▶ **WRITTEN TASK**:
Give the items from their first line through the line containing "[334,286,350,299]", both included, as a JSON list of strings with one string per line and no blank lines. Leave the pictures out.

Items from a labeling collection
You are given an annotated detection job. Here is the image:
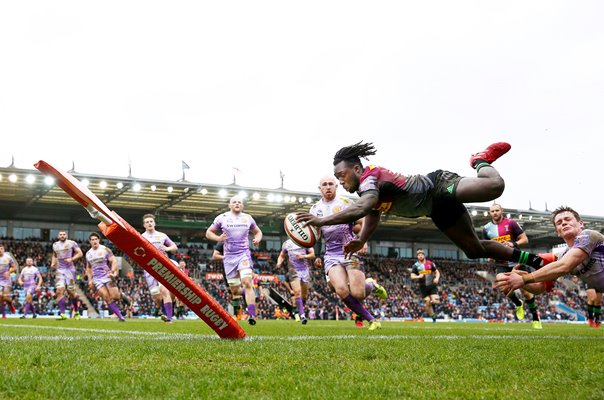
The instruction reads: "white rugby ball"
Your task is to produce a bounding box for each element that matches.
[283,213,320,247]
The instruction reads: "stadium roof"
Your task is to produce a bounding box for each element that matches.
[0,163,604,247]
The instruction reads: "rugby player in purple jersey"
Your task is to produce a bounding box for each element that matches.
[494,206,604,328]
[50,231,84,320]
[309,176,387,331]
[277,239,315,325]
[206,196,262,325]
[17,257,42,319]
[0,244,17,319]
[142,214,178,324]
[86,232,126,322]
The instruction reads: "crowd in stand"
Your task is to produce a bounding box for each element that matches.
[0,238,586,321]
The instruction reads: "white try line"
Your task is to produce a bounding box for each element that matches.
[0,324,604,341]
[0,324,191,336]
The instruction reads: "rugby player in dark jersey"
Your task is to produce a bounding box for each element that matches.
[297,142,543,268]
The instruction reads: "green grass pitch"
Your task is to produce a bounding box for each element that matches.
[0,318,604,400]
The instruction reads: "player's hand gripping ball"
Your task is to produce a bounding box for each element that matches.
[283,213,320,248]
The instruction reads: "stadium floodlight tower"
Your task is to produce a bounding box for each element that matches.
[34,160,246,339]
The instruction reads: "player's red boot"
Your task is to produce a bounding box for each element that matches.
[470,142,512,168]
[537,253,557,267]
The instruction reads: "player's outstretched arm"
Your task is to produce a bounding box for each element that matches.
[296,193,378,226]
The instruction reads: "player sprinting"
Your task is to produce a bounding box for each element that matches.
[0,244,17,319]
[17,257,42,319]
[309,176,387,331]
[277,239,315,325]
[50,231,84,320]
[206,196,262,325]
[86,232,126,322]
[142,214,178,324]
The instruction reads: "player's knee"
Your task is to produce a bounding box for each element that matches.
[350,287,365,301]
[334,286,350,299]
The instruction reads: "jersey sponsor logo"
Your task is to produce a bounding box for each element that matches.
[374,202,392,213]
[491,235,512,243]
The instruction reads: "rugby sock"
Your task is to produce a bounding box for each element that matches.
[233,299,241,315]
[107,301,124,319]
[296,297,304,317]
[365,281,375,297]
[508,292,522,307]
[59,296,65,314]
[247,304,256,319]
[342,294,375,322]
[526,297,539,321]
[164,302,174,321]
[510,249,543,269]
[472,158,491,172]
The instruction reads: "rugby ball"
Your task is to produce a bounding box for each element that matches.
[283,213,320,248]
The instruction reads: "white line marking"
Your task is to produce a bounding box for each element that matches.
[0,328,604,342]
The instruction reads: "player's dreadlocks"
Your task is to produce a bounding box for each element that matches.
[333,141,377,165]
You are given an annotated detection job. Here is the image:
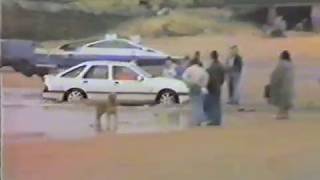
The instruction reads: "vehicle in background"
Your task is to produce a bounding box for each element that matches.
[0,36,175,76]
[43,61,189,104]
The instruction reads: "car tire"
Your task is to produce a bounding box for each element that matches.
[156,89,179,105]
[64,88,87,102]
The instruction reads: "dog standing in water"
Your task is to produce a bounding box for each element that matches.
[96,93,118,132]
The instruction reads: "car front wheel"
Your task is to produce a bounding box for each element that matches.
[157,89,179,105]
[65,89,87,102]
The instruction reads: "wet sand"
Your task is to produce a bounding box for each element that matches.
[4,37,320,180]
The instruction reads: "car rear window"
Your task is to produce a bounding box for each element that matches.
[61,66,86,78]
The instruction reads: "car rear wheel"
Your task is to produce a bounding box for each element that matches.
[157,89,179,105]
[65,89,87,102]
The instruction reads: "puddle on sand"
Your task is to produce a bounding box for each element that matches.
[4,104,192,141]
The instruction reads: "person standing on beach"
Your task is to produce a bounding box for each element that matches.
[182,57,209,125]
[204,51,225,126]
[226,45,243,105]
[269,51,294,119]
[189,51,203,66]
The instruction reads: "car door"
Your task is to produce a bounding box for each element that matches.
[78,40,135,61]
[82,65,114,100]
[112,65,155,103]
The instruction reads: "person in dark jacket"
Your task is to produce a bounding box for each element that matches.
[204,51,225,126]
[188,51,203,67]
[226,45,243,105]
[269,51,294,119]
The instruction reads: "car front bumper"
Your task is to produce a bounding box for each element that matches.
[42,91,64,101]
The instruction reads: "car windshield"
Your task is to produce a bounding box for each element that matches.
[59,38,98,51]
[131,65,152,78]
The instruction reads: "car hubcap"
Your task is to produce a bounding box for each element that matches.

▶ **TASK RESULT**:
[
  "You are given an annotated detection job. Here is the image:",
  "The instruction reads: \"white rugby ball\"",
  "Your task is to produce a bounding box for each element that matches.",
  "[283,213,320,247]",
  "The instruction reads: \"stadium roof\"",
  "Your task is to produce a bounding box for each element that matches.",
  "[0,163,604,247]",
  "The instruction reads: \"rugby player in purple jersey\"",
  "Your task is to produce a bounding box for each element that matches.",
  "[494,206,604,328]",
  "[50,231,84,320]",
  "[309,176,387,331]",
  "[277,239,315,325]",
  "[206,196,262,325]",
  "[17,257,42,319]",
  "[0,244,17,319]",
  "[142,214,178,324]",
  "[86,232,126,322]",
  "The instruction reads: \"crowd in stand\"",
  "Your task is to produce a bounding box for each element that matches.",
  "[0,238,586,321]",
  "The instruction reads: \"white try line\"",
  "Your task is to produce a bounding box for each element that matches.",
  "[0,324,604,341]",
  "[0,324,191,336]",
  "The instruction reads: \"rugby player in dark jersey\"",
  "Your task is to produce a bounding box for each element that matches.",
  "[297,142,543,268]",
  "The instruction reads: \"green grass pitch\"",
  "Your task is to produce a bounding box for each element that matches.",
  "[0,318,604,400]",
  "The instruction reads: \"player's hand gripping ball\"",
  "Your task is to produce a bounding box for each element that matches.",
  "[283,213,320,248]",
  "The instruction reads: \"stadium floodlight tower\"",
  "Your task is to produce a bounding box for each element that matches.",
  "[34,160,246,339]",
  "The instruction reads: \"player's red boot\"",
  "Your task is to produce a bounding box for each element that matches.",
  "[470,142,512,168]",
  "[537,253,557,267]",
  "The instruction reads: \"player's outstretched arm\"",
  "Your task is to produce a bounding box for each element that matches.",
  "[296,193,378,226]",
  "The instruction reads: \"player sprinting\"",
  "Your task is to produce a bounding box for each element that matches.",
  "[0,244,17,319]",
  "[17,257,42,319]",
  "[309,176,387,331]",
  "[277,239,315,325]",
  "[50,231,84,320]",
  "[206,196,262,325]",
  "[86,232,126,322]",
  "[142,214,178,324]",
  "The instruction reads: \"player's knee\"",
  "Your task is to produce a bounding box for each element that matches.",
  "[350,287,365,301]",
  "[334,286,350,299]"
]